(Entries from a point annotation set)
______
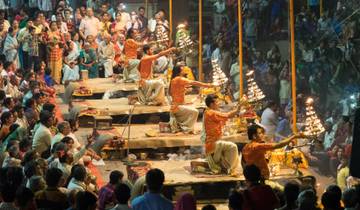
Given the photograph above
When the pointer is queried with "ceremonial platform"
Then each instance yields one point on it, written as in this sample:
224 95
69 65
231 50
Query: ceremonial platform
______
Copy out the text of every row above word for word, leaving out the pictures.

Given the photograph above
When the pointer is queried with "ceremonial platform"
Then each instance yields one point on it, written as in this sample:
224 95
69 65
231 50
Query: ceremonial platform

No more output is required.